> YOUR INSTRUCTIONS
Without the pictures, set down everything in the listing exactly.

> DATA FOR THIS EXERCISE
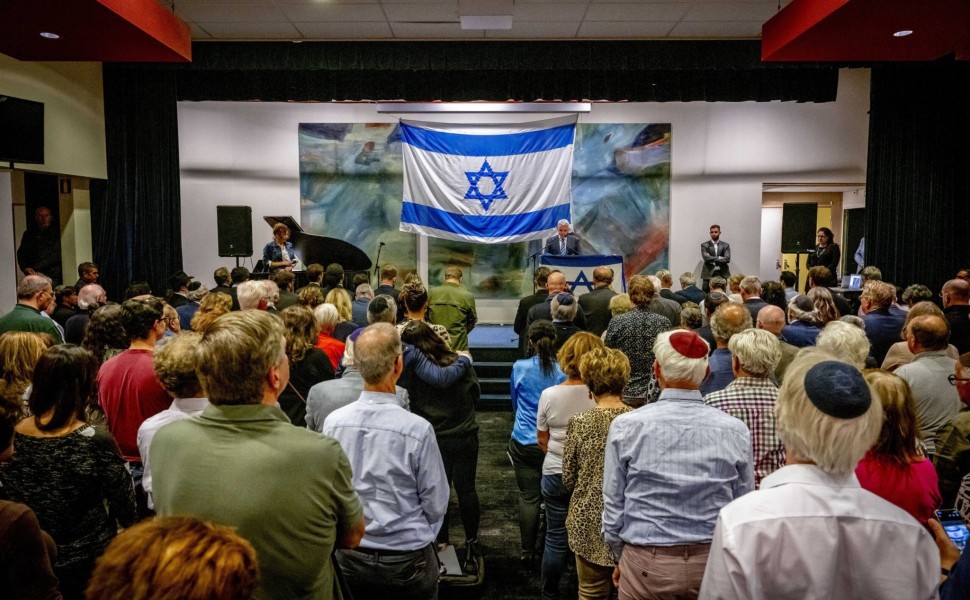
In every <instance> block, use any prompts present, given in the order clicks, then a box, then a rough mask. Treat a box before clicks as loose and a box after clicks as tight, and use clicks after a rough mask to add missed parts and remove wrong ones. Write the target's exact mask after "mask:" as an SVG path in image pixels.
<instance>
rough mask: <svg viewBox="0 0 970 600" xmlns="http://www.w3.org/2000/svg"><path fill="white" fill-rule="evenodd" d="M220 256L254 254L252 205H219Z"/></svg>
mask: <svg viewBox="0 0 970 600" xmlns="http://www.w3.org/2000/svg"><path fill="white" fill-rule="evenodd" d="M216 225H217V227H218V231H219V256H252V255H253V209H252V207H251V206H217V207H216Z"/></svg>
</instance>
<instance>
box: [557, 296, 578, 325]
mask: <svg viewBox="0 0 970 600" xmlns="http://www.w3.org/2000/svg"><path fill="white" fill-rule="evenodd" d="M550 308H551V310H552V320H553V321H572V320H573V319H575V318H576V312H577V311H578V310H579V302H577V301H576V297H575V296H573V295H572V294H570V293H569V292H560V293H558V294H556V295H555V297H553V299H552V306H551V307H550Z"/></svg>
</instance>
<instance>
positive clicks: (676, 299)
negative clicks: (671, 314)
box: [660, 288, 687, 304]
mask: <svg viewBox="0 0 970 600" xmlns="http://www.w3.org/2000/svg"><path fill="white" fill-rule="evenodd" d="M660 297H661V298H666V299H667V300H673V301H674V302H676V303H677V304H683V303H684V302H687V298H685V297H683V296H679V295H677V294H676V293H675V292H674V291H673V290H672V289H670V288H660Z"/></svg>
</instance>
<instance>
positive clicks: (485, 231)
mask: <svg viewBox="0 0 970 600" xmlns="http://www.w3.org/2000/svg"><path fill="white" fill-rule="evenodd" d="M568 218H569V205H568V204H559V205H557V206H553V207H551V208H546V209H543V210H537V211H533V212H527V213H520V214H515V215H459V214H455V213H450V212H448V211H444V210H439V209H436V208H432V207H430V206H425V205H423V204H415V203H413V202H407V201H405V202H404V204H403V206H402V208H401V222H402V223H413V224H415V225H423V226H425V227H432V228H434V229H440V230H442V231H450V232H453V233H458V234H462V235H468V236H476V237H496V238H497V237H507V236H513V235H523V234H528V233H533V232H539V231H546V230H549V229H555V227H556V223H558V222H559V219H568Z"/></svg>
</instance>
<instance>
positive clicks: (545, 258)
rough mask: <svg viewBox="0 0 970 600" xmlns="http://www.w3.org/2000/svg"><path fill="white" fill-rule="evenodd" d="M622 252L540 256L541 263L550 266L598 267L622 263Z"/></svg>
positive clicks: (566, 266) (564, 266) (543, 255)
mask: <svg viewBox="0 0 970 600" xmlns="http://www.w3.org/2000/svg"><path fill="white" fill-rule="evenodd" d="M622 262H623V256H622V255H620V254H596V255H593V256H589V255H587V256H561V255H559V256H557V255H555V254H543V255H541V256H540V257H539V264H540V265H543V266H547V265H548V266H550V267H598V266H600V265H605V264H610V263H622Z"/></svg>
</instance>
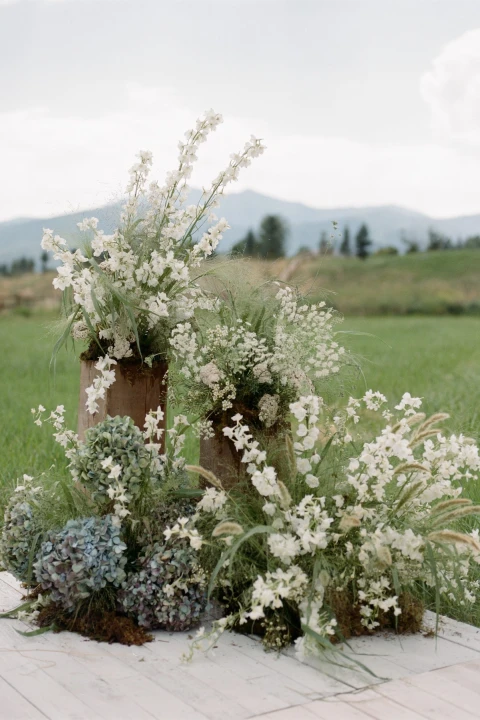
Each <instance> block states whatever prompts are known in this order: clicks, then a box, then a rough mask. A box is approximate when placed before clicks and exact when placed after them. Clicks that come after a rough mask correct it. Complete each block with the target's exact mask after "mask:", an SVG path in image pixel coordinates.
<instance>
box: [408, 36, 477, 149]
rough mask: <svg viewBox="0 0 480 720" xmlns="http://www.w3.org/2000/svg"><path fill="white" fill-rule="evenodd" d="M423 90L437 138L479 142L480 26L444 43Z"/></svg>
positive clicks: (424, 74)
mask: <svg viewBox="0 0 480 720" xmlns="http://www.w3.org/2000/svg"><path fill="white" fill-rule="evenodd" d="M420 90H421V93H422V96H423V98H424V99H425V100H426V102H427V103H428V105H429V106H430V110H431V113H432V124H433V130H434V132H435V133H436V135H437V137H439V138H442V139H446V140H454V141H460V142H466V143H471V144H474V145H480V28H477V29H476V30H470V31H469V32H466V33H464V34H463V35H461V36H460V37H458V38H456V39H455V40H452V41H451V42H449V43H447V45H445V47H444V48H443V50H442V51H441V53H440V54H439V55H438V57H437V58H435V60H434V61H433V63H432V68H431V70H429V71H428V72H427V73H425V74H424V75H423V76H422V79H421V83H420Z"/></svg>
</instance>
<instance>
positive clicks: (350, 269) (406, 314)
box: [292, 250, 480, 316]
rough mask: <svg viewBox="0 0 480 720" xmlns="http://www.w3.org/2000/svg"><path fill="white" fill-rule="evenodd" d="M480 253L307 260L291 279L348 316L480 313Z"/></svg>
mask: <svg viewBox="0 0 480 720" xmlns="http://www.w3.org/2000/svg"><path fill="white" fill-rule="evenodd" d="M479 276H480V251H478V250H449V251H444V252H426V253H414V254H411V255H398V256H388V255H387V256H385V255H377V256H372V257H369V258H368V259H367V260H365V261H362V260H358V259H357V258H342V257H332V256H325V257H319V258H315V259H314V260H311V259H310V260H305V261H304V262H303V263H301V264H300V265H299V267H298V269H297V270H296V271H295V273H294V275H293V278H292V281H293V282H294V283H299V284H300V285H301V286H302V287H303V289H305V290H307V291H310V292H311V294H312V297H324V296H325V295H327V296H328V298H329V300H330V302H332V303H333V304H334V305H335V306H336V307H337V308H338V309H339V310H341V311H342V312H343V313H345V315H347V316H351V315H410V314H417V315H418V314H429V315H430V314H431V315H448V314H451V315H461V314H469V315H480V284H479V282H478V278H479Z"/></svg>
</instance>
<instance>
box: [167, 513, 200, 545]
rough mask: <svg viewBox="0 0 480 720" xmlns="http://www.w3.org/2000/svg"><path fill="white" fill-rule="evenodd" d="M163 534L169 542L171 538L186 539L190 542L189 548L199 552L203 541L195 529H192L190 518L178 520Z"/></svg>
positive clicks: (190, 519) (198, 532) (180, 518)
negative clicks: (175, 522)
mask: <svg viewBox="0 0 480 720" xmlns="http://www.w3.org/2000/svg"><path fill="white" fill-rule="evenodd" d="M163 534H164V535H165V539H166V540H170V538H171V537H175V536H178V537H179V538H187V539H188V540H189V541H190V546H191V547H192V548H193V549H194V550H200V548H201V547H202V545H203V543H204V541H203V538H202V537H201V535H200V534H199V532H198V530H197V528H195V527H192V521H191V519H190V518H179V519H178V521H177V522H176V523H175V525H174V526H173V527H167V528H166V529H165V530H164V531H163Z"/></svg>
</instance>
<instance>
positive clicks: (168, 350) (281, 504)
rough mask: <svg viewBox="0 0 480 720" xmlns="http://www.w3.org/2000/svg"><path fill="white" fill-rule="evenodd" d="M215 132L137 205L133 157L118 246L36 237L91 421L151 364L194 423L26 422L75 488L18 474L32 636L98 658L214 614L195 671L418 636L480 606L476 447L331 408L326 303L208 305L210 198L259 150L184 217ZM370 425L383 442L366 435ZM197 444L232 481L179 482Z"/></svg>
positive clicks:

> YOUR RESPONSE
In every <instance> block, use any prompts present, given in the order clicks, then a box, then a rough mask. Treat a box before clicks as loose and a box after clicks as tight, and use clicks after a rough mask to add missed parts and remove wrong ones. Write the target's exact mask after "mask:" as an SVG path in image pixels.
<instance>
rough mask: <svg viewBox="0 0 970 600" xmlns="http://www.w3.org/2000/svg"><path fill="white" fill-rule="evenodd" d="M220 256L254 254L252 205H219Z"/></svg>
mask: <svg viewBox="0 0 970 600" xmlns="http://www.w3.org/2000/svg"><path fill="white" fill-rule="evenodd" d="M216 225H217V227H218V231H219V256H252V255H253V209H252V207H251V206H217V207H216Z"/></svg>
</instance>
<instance>
box: [557, 296, 578, 325]
mask: <svg viewBox="0 0 970 600" xmlns="http://www.w3.org/2000/svg"><path fill="white" fill-rule="evenodd" d="M550 308H551V310H552V320H553V321H572V320H573V319H575V318H576V312H577V311H578V310H579V302H577V301H576V297H575V296H573V295H572V294H570V293H569V292H560V293H558V294H556V295H555V297H553V299H552V306H551V307H550Z"/></svg>
</instance>
<instance>
positive clicks: (676, 299)
negative clicks: (671, 314)
box: [660, 288, 687, 304]
mask: <svg viewBox="0 0 970 600" xmlns="http://www.w3.org/2000/svg"><path fill="white" fill-rule="evenodd" d="M660 297H661V298H666V299H667V300H673V301H674V302H676V303H677V304H683V303H684V302H687V298H685V297H683V296H679V295H677V294H676V293H675V292H674V291H673V290H672V289H670V288H660Z"/></svg>
</instance>
<instance>
positive clicks: (485, 231)
mask: <svg viewBox="0 0 970 600" xmlns="http://www.w3.org/2000/svg"><path fill="white" fill-rule="evenodd" d="M568 218H569V205H568V204H559V205H557V206H553V207H551V208H546V209H543V210H537V211H533V212H527V213H520V214H515V215H459V214H455V213H450V212H448V211H444V210H439V209H436V208H432V207H430V206H425V205H423V204H415V203H413V202H407V201H405V202H404V204H403V206H402V208H401V222H402V223H413V224H415V225H423V226H425V227H432V228H434V229H440V230H442V231H450V232H453V233H458V234H462V235H468V236H476V237H496V238H497V237H507V236H513V235H523V234H528V233H533V232H539V231H546V230H549V229H555V227H556V223H558V222H559V219H568Z"/></svg>
</instance>
<instance>
positive clicks: (545, 258)
rough mask: <svg viewBox="0 0 970 600" xmlns="http://www.w3.org/2000/svg"><path fill="white" fill-rule="evenodd" d="M622 252L540 256L541 263L550 266L598 267L622 263Z"/></svg>
positive clicks: (566, 266) (564, 266) (543, 255)
mask: <svg viewBox="0 0 970 600" xmlns="http://www.w3.org/2000/svg"><path fill="white" fill-rule="evenodd" d="M622 262H623V256H622V255H620V254H596V255H593V256H589V255H587V256H561V255H559V256H557V255H555V254H543V255H541V256H540V257H539V264H540V265H543V266H547V265H548V266H550V267H598V266H600V265H605V264H610V263H622Z"/></svg>
</instance>
Each <instance> block states whatever prompts are known in this order: clicks, then a box, then a rough mask. A box is approximate when placed before clicks and exact when placed after them. Clicks that come after a rough mask correct it. Complete each block with the target's exact mask after "mask:", an SVG path in image pixel coordinates.
<instance>
box: [408, 36, 477, 149]
rough mask: <svg viewBox="0 0 480 720" xmlns="http://www.w3.org/2000/svg"><path fill="white" fill-rule="evenodd" d="M423 90L437 138L479 142L480 26L444 43Z"/></svg>
positive clicks: (424, 74)
mask: <svg viewBox="0 0 480 720" xmlns="http://www.w3.org/2000/svg"><path fill="white" fill-rule="evenodd" d="M420 90H421V93H422V96H423V98H424V99H425V100H426V102H427V103H428V105H429V106H430V110H431V113H432V124H433V130H434V132H435V133H436V135H437V137H439V138H442V139H446V140H454V141H460V142H466V143H471V144H474V145H480V28H477V29H476V30H470V31H469V32H466V33H464V34H463V35H461V36H460V37H458V38H456V39H455V40H452V41H451V42H449V43H447V45H445V47H444V48H443V50H442V51H441V53H440V54H439V55H438V57H437V58H435V60H434V61H433V63H432V68H431V70H429V71H428V72H427V73H425V74H424V75H423V76H422V79H421V83H420Z"/></svg>
</instance>
<instance>
positive clicks: (350, 269) (406, 314)
box: [292, 250, 480, 316]
rough mask: <svg viewBox="0 0 480 720" xmlns="http://www.w3.org/2000/svg"><path fill="white" fill-rule="evenodd" d="M480 253L307 260L291 279L348 316L480 313Z"/></svg>
mask: <svg viewBox="0 0 480 720" xmlns="http://www.w3.org/2000/svg"><path fill="white" fill-rule="evenodd" d="M479 276H480V251H478V250H449V251H444V252H426V253H414V254H411V255H398V256H388V255H387V256H385V255H377V256H372V257H369V258H368V259H367V260H365V261H362V260H358V259H357V258H342V257H332V256H325V257H319V258H315V259H314V260H311V259H310V260H305V261H304V262H303V263H301V264H300V265H299V267H298V269H297V270H296V271H295V273H294V275H293V278H292V281H293V282H294V283H299V284H300V285H301V286H302V287H303V289H305V290H307V291H310V292H311V294H312V297H324V296H325V295H327V296H328V298H329V300H330V302H332V303H333V304H334V305H335V306H336V307H337V308H338V309H339V310H341V311H342V312H343V313H345V315H347V316H351V315H410V314H417V315H418V314H429V315H430V314H431V315H448V314H451V315H461V314H469V315H480V284H479V282H478V278H479Z"/></svg>
</instance>
<instance>
box: [167, 513, 200, 545]
rough mask: <svg viewBox="0 0 480 720" xmlns="http://www.w3.org/2000/svg"><path fill="white" fill-rule="evenodd" d="M163 534L169 542L171 538L186 539L190 542L189 548L199 552L203 541L195 529H192L190 518L178 520Z"/></svg>
positive clicks: (190, 519) (198, 532) (180, 518)
negative clicks: (175, 522)
mask: <svg viewBox="0 0 480 720" xmlns="http://www.w3.org/2000/svg"><path fill="white" fill-rule="evenodd" d="M163 534H164V535H165V539H166V540H170V538H171V537H175V536H178V537H179V538H187V539H188V540H189V541H190V546H191V547H192V548H193V549H194V550H200V548H201V547H202V545H203V543H204V541H203V538H202V537H201V535H200V534H199V532H198V530H197V528H195V527H192V521H191V519H190V518H179V519H178V521H177V522H176V523H175V525H174V526H173V527H167V528H166V529H165V530H164V531H163Z"/></svg>
</instance>
<instance>
positive clicks: (168, 350) (281, 504)
rough mask: <svg viewBox="0 0 480 720" xmlns="http://www.w3.org/2000/svg"><path fill="white" fill-rule="evenodd" d="M215 132L137 205L133 157L118 246L36 237L91 421L151 364L194 423L26 422L75 488L18 474L32 636L98 658L214 614L195 671L418 636L480 606L476 447L331 408L326 303L208 305L210 198L259 150L184 217ZM370 425L383 442L366 435ZM197 444L232 481L179 482Z"/></svg>
positive clicks:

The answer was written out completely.